▶ _Task goal_: Reproduce the entries in full, with no changes.

[START]

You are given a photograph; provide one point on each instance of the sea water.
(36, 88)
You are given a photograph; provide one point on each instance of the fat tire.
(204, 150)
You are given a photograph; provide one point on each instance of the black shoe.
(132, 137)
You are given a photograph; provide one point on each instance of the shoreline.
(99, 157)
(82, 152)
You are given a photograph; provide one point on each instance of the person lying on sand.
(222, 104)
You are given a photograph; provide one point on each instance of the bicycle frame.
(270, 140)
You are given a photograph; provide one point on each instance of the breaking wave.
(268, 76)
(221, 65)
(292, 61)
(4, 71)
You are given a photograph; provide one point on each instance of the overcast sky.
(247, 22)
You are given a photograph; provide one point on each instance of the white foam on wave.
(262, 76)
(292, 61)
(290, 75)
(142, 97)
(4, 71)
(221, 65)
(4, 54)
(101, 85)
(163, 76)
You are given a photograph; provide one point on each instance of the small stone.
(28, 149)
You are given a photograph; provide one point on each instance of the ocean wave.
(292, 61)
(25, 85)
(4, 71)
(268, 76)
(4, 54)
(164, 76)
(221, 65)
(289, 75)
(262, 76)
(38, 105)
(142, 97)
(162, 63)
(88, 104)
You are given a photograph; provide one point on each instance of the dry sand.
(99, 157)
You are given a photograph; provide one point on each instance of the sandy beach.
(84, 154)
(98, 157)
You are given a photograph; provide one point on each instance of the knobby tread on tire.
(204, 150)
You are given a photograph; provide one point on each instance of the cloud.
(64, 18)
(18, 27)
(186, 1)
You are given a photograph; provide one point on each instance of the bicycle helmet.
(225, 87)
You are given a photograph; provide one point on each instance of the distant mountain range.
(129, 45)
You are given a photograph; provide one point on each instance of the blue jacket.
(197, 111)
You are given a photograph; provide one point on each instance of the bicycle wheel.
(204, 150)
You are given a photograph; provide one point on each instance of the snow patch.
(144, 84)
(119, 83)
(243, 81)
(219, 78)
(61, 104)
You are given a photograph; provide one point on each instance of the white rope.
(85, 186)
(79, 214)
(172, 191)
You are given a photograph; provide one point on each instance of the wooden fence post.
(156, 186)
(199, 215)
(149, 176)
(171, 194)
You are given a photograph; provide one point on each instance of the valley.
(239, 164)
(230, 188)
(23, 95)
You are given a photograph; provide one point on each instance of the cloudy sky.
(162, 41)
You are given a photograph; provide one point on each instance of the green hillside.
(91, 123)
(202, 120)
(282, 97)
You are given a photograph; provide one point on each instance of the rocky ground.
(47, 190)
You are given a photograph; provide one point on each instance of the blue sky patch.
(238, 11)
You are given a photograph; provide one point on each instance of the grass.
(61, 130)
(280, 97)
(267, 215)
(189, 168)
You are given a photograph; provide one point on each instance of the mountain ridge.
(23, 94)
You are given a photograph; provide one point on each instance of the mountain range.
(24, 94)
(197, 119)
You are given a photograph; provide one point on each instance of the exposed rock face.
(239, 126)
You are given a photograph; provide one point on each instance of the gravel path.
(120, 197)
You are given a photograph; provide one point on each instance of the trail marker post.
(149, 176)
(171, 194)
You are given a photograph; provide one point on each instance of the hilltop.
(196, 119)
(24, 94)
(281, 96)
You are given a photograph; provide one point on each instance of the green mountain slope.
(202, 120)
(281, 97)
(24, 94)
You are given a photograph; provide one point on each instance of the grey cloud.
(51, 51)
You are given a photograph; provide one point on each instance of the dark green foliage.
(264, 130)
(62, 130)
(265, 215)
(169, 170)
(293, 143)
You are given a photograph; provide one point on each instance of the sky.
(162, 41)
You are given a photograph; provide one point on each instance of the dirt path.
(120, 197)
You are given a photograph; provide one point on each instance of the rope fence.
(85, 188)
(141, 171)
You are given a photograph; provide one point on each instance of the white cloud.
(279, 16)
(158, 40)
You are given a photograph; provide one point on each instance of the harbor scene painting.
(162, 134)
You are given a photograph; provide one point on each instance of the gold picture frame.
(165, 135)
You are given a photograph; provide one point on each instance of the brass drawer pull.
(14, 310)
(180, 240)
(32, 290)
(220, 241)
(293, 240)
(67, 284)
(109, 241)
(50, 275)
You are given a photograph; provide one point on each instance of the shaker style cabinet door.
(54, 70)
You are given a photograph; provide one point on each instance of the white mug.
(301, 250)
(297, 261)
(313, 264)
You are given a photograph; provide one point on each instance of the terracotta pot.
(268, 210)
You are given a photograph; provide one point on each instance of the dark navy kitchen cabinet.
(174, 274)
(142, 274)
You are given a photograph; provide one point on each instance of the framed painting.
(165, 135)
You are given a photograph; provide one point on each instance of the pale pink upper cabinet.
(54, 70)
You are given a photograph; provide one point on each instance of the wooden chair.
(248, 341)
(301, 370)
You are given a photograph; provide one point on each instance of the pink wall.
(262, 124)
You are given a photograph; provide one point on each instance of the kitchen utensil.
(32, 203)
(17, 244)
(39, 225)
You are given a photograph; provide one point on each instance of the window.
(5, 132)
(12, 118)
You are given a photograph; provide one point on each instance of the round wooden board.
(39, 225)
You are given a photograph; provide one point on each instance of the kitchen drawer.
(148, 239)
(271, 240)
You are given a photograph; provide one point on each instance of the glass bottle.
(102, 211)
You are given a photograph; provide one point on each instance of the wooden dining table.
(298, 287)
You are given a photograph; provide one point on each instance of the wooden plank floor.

[END]

▶ _Correct answer_:
You are given a photograph; provide one point on each instance of the sea water.
(36, 88)
You are given a photograph; provide one point on each instance of the fat tire.
(204, 150)
You are given a photograph; provide one point on each instance of the black shoe.
(132, 137)
You are given a photograph; provide one point on each instance of the shoreline.
(99, 157)
(82, 152)
You are given a photograph; provide one point on each instance of the person lying on sand.
(222, 104)
You are given a photograph; provide one point on each instance of the bicycle frame.
(270, 140)
You are given a photograph; provide one point on each instance of the breaking wave.
(268, 76)
(221, 65)
(292, 61)
(4, 71)
You are given a photograph; provide one point on each instance of the overcast sky.
(247, 22)
You are given a photograph; provide one point on each instance of the white foam on wave.
(262, 76)
(292, 61)
(290, 75)
(142, 97)
(4, 71)
(221, 65)
(4, 54)
(101, 85)
(163, 76)
You are given a photograph; provide one point on each instance of the small stone.
(28, 149)
You are given a photograph; provide one point on each instance of the ocean wave.
(292, 61)
(25, 85)
(4, 71)
(268, 76)
(4, 54)
(164, 76)
(221, 65)
(289, 75)
(262, 76)
(38, 105)
(142, 97)
(162, 63)
(88, 104)
You are given a photograph; provide one point on each instance of the dry sand.
(99, 157)
You are given a photograph; provide one point on each instance of the sandy beach.
(84, 154)
(98, 157)
You are given a photograph; provide one point on each instance of the knobby tread on tire.
(204, 150)
You are given a photograph; provide one point on each instance of the cloud.
(64, 18)
(18, 27)
(186, 1)
You are given a photograph; provide one point on each instance of the bicycle helmet.
(225, 87)
You are given a photograph; provide one point on each instance of the distant mountain range.
(129, 45)
You are given a photograph; provide one point on each instance of the blue jacket.
(197, 111)
You are given a photograph; provide one point on each instance of the bicycle wheel.
(204, 150)
You are given a photograph; provide one point on each instance of the snow patch.
(144, 84)
(119, 83)
(243, 81)
(219, 78)
(61, 104)
You are given a photograph; provide one point on each instance of the white rope.
(85, 186)
(79, 214)
(172, 191)
You are given a photograph; provide one point on each instance of the wooden fence post.
(156, 186)
(199, 215)
(149, 176)
(171, 194)
You are given a photograph; provide one point on each instance of the valley.
(239, 164)
(230, 188)
(23, 95)
You are given a photograph; provide one point on each instance of the cloudy sky.
(162, 41)
You are given a photograph; provide one point on each instance of the green hillside.
(91, 123)
(202, 120)
(282, 97)
You are given a photograph; provide one point on each instance of the rocky ground.
(47, 190)
You are given a photograph; provide one point on each instance of the blue sky patch.
(238, 11)
You are given a photograph; provide one point on each instance of the grass.
(61, 130)
(280, 97)
(267, 215)
(189, 168)
You are given a photograph; provide one point on each instance of the mountain ridge.
(23, 94)
You are given a photograph; provide one point on each instance of the mountain range.
(24, 94)
(197, 119)
You are given a photograph; provide one point on each instance of the exposed rock face.
(239, 126)
You are given a photograph; provide one point on each instance of the gravel path.
(120, 197)
You are given a photograph; provide one point on each instance of the trail marker post.
(149, 176)
(171, 194)
You are given a photograph; provide one point on each instance of the hilltop.
(196, 119)
(24, 94)
(281, 96)
You are given a photograph; provide one point on each instance of the green mountain slope.
(202, 120)
(281, 97)
(24, 94)
You are given a photograph; provide one point on each instance of the grey cloud.
(51, 51)
You are given a photograph; provide one point on each instance of the dark green foliage.
(264, 130)
(62, 130)
(265, 215)
(169, 170)
(293, 143)
You are given a photograph; provide one point on each instance of the sky.
(162, 41)
You are given a photograph; provide one point on each instance of the dirt path.
(120, 197)
You are given a photograph; provide one point on each instance of the rope fence.
(85, 188)
(141, 171)
You are given a photograph; provide one point on each instance of the white cloud.
(279, 16)
(158, 40)
You are given a photograph; provide one point on each instance of the harbor scene painting.
(162, 134)
You are given a photograph; provide one point on each instance of the gold picture frame.
(165, 135)
You are given a photograph; provide one point on each instance of the brass drawer pull.
(14, 310)
(180, 240)
(32, 290)
(220, 241)
(293, 240)
(67, 284)
(109, 241)
(50, 275)
You are given a photograph; provide one point on each instance of the shaker style cabinet door.
(54, 70)
You are given a photograph; provide one point on each instance of the white mug.
(301, 250)
(297, 261)
(313, 264)
You are given a photograph; provide one point on each instance of the terracotta pot.
(268, 210)
You are given a photograph; provide one point on each instance of the dark navy kitchen cabinet.
(174, 274)
(142, 274)
You are given a photograph; provide one point on each instance of the framed painting.
(165, 135)
You are given a photograph; provide one point on each instance of the pale pink upper cabinet.
(54, 70)
You are given a photograph; provide one point on each instance of the wooden chair.
(248, 341)
(301, 370)
You are given a photograph; provide one point on each instance of the pink wall.
(262, 124)
You are given a photograph; provide one point on each instance of the kitchen utensil.
(32, 203)
(17, 244)
(39, 225)
You are given a photograph; provide one point on each instance of the window.
(5, 132)
(12, 118)
You are given a photograph; provide one point on each instance of the round wooden board.
(39, 225)
You are given a photograph; provide one point on each instance of the kitchen drawer.
(148, 239)
(271, 240)
You are given a photograph; provide one point on each instance of the glass bottle.
(102, 211)
You are given a photograph; provide one point on each instance of the wooden dining table.
(298, 287)
You are given a photograph; provide one point on each instance of the wooden plank floor.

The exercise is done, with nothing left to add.